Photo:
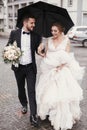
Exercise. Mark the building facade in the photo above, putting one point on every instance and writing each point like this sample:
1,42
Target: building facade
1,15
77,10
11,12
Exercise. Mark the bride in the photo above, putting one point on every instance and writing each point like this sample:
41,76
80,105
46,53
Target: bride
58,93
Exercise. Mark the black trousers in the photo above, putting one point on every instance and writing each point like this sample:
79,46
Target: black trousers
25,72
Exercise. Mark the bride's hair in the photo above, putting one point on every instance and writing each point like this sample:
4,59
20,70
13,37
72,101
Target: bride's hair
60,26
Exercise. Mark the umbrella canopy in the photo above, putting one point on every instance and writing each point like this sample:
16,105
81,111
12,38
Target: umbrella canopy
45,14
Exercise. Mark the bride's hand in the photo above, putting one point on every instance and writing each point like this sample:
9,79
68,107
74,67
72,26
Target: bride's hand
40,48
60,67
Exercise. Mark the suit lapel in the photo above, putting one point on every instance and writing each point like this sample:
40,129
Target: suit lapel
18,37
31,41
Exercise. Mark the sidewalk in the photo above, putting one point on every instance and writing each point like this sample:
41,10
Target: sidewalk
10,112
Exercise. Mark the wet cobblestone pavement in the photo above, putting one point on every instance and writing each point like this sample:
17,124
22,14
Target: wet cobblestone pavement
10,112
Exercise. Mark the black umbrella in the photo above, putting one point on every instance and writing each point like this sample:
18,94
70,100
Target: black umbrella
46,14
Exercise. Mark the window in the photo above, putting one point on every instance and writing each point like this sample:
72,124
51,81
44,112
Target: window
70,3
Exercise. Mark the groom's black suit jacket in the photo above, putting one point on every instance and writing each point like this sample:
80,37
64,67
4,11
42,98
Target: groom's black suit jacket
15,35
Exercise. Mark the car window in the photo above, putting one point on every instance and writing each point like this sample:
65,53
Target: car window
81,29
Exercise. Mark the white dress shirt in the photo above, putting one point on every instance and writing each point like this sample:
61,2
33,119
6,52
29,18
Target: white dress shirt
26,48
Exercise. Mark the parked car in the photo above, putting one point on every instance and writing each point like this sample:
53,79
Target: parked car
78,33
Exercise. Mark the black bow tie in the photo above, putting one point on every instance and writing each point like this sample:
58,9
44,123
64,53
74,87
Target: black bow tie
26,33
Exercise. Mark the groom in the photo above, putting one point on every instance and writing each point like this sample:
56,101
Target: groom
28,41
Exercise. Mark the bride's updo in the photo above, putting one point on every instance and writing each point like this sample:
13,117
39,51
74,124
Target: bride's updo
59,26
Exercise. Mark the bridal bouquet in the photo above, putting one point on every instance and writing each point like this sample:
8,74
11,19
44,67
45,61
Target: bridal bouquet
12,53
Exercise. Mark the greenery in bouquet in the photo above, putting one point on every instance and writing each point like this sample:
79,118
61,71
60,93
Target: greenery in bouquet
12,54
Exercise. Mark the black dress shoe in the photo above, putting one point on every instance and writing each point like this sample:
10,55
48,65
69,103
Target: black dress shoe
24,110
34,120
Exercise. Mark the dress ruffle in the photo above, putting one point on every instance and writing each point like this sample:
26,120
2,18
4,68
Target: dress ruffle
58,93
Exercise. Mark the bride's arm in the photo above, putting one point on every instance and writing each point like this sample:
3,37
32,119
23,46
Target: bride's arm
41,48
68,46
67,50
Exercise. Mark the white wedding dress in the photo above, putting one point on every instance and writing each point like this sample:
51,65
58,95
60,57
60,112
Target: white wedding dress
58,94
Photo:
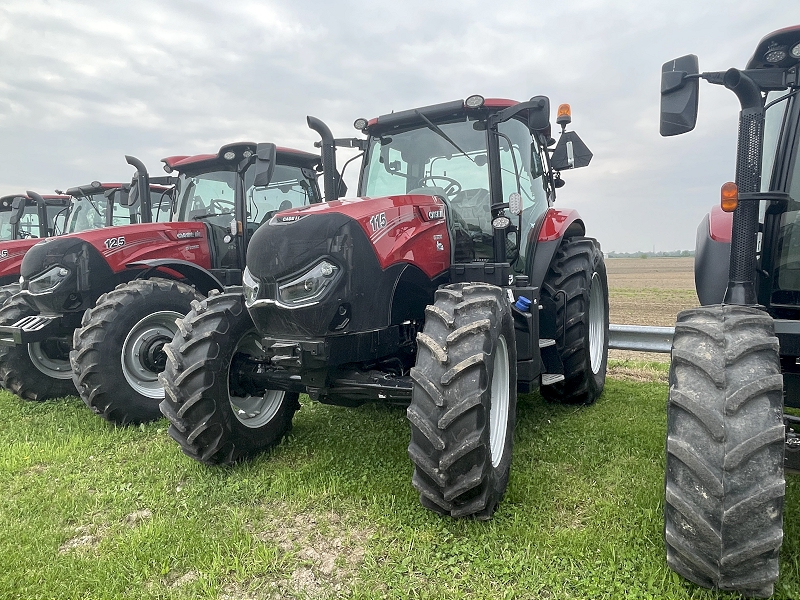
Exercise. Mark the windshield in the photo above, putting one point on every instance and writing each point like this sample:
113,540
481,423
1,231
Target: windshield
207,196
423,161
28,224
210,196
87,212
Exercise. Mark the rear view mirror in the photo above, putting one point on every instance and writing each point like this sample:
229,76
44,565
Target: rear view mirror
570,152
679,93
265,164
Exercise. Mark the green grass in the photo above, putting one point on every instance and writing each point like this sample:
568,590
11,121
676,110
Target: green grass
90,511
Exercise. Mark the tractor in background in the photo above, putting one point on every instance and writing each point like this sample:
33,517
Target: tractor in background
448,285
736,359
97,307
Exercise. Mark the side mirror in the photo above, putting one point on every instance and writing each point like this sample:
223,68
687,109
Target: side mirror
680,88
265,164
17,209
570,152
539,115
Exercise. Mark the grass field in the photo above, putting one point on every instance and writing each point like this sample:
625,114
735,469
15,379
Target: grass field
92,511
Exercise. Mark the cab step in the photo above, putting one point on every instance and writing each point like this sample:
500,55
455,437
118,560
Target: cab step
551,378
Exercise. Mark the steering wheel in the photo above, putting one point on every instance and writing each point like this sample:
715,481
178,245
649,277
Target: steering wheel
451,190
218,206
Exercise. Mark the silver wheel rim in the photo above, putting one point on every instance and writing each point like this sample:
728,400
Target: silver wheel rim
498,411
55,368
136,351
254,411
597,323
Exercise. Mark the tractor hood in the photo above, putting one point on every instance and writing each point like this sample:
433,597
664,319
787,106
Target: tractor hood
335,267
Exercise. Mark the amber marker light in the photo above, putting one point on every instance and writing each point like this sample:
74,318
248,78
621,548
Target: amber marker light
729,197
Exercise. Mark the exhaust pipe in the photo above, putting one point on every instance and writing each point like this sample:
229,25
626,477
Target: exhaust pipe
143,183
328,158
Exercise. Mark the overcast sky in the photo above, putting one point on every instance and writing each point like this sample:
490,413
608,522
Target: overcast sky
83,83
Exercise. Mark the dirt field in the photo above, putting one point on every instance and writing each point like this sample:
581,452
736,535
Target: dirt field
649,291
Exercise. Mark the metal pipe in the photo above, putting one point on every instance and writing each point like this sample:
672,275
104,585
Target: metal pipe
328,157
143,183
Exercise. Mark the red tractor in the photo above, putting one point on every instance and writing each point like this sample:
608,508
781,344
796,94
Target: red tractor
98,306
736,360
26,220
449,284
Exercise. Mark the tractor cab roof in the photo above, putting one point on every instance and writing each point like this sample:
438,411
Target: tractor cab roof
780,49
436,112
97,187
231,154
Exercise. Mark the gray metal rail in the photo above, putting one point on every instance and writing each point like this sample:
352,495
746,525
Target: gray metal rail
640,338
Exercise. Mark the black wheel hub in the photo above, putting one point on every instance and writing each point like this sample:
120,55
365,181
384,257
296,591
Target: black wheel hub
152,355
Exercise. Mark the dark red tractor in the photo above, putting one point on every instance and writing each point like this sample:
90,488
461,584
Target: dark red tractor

_DO THIS_
Return exactly the lines from the one containing "Exercise. Mark the metal" through the last line of the records above, both included, and nothing else.

_RESPONSE TO THIS TASK_
Exercise. Mark the metal pipe in the photo above, putting one point on every instance and writing each point like this sample:
672,275
104,585
Target: metal pipe
328,157
143,183
Exercise. Mark the red tractor in the photo above, putting one point on every instance and writing each point like this sample:
608,508
781,344
796,94
Target: red tractor
98,306
736,360
26,220
449,284
Exercise. Mark the tractor cab roof in the photo above, putting one point on every instance and writing each point like this sample:
438,411
Target: tractor cab roof
780,49
436,112
97,187
231,154
Exercise. Mark the gray metal rail in the photo above, putting one point on every instance and writing each point like this sample:
352,495
746,525
Target: gray metal rail
640,338
Exercise. Mark the black wheel hub in the photo above, putting one point on every instance and writing each point like this sample:
120,55
365,181
384,257
296,591
Target: black wheel hub
152,355
Exercise. Mark the dark red tractor in the photo above, putting one point on every instance and writing each point like this sample:
90,488
461,584
Target: dark red tractor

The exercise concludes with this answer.